WHAT TO PRODUCE:
Keep the pictures out, please, and set down every record exactly.

LISTED ENTRIES:
——————————

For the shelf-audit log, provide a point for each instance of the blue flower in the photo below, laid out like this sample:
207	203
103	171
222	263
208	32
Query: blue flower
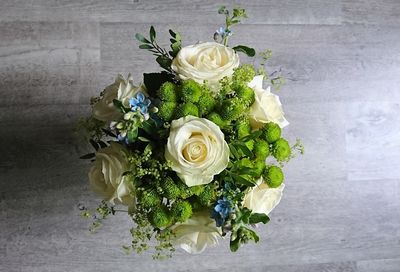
221	211
140	103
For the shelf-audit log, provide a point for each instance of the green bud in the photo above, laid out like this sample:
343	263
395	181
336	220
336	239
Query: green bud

——————————

YOUR RESPONSE:
For the shelf-audit log, provide a point for each instance of the blue flower in the photo below, laid out like this sample:
207	203
103	171
222	263
208	32
Query: blue flower
221	211
140	103
For the shelf-audit log, provide a point for each instance of the green bud in the photo above, laid out like this sample:
343	263
395	181
336	220
336	239
Query: green bud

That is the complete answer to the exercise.